_Task objective_: Can you return the rows below word for word, omitting the pictures?

(Detection examples)
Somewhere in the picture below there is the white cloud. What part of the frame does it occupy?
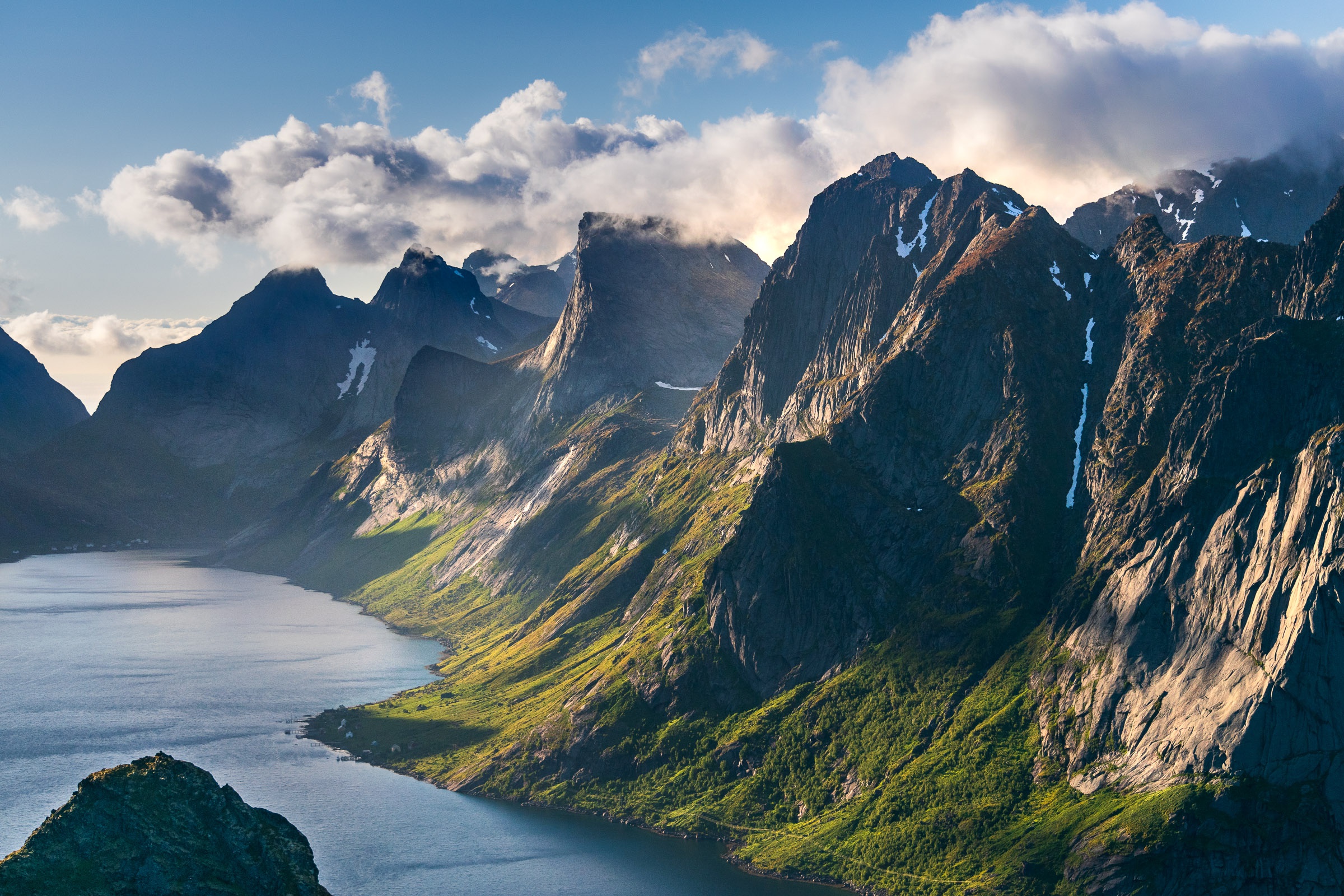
[349,71,394,128]
[0,258,28,316]
[621,28,778,97]
[0,312,209,357]
[83,3,1344,266]
[3,186,66,231]
[0,312,209,411]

_Exercise answer_:
Somewhere in the picture below there is the white cloud. What part of the frame does it occupy?
[349,71,394,128]
[0,258,28,316]
[621,28,778,97]
[0,312,209,357]
[83,3,1344,266]
[3,186,66,231]
[0,312,209,411]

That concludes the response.